# Raw records:
= = =

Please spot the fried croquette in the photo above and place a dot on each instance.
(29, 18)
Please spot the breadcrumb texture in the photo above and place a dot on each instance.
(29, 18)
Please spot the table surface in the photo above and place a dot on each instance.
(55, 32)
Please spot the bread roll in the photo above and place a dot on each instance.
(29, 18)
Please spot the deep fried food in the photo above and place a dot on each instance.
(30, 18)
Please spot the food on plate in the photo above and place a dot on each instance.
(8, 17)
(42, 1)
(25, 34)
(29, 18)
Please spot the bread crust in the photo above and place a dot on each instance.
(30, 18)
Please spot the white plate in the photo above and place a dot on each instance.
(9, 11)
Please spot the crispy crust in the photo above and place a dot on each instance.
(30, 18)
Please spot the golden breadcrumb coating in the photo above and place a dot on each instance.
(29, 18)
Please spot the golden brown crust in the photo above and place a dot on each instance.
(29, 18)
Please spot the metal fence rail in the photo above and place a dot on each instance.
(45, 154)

= = =

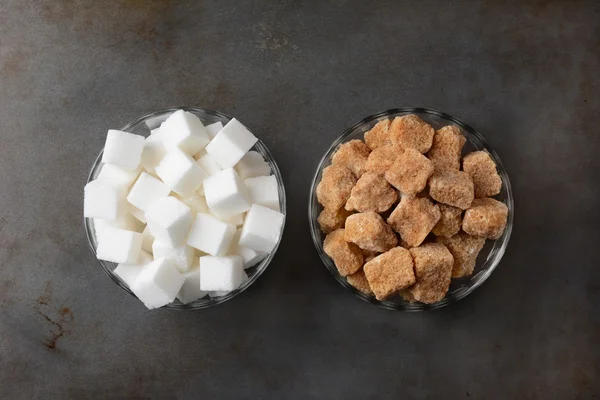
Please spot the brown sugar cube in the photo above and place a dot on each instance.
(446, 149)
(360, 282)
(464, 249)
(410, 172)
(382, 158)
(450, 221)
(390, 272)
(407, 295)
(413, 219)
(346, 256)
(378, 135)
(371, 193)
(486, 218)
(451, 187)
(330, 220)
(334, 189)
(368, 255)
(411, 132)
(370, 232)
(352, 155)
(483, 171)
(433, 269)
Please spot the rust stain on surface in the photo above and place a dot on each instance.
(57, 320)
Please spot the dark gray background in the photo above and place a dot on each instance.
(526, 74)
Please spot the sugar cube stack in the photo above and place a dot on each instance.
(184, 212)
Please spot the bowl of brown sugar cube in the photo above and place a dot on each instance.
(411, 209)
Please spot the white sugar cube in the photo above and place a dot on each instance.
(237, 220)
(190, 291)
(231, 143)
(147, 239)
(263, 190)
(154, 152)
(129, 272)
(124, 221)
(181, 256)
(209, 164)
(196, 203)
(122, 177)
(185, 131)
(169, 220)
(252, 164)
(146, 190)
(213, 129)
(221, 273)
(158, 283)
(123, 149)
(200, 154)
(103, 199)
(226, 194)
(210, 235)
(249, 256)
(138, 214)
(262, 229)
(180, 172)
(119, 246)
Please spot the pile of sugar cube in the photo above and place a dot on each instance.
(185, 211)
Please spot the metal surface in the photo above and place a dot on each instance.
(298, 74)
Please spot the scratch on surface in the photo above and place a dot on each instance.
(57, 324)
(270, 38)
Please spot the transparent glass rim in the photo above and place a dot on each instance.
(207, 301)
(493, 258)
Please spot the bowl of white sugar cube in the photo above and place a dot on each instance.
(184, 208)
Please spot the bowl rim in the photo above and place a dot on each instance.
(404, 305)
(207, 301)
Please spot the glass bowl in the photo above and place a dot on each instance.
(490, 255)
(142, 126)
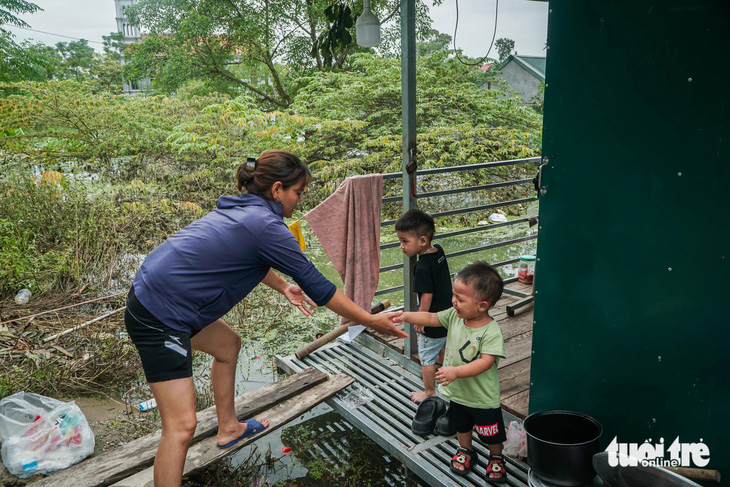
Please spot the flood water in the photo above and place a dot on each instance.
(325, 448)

= = =

# Objective:
Please count the lines in the records above that contain the word "bowl", and give only the number.

# Exercise solution:
4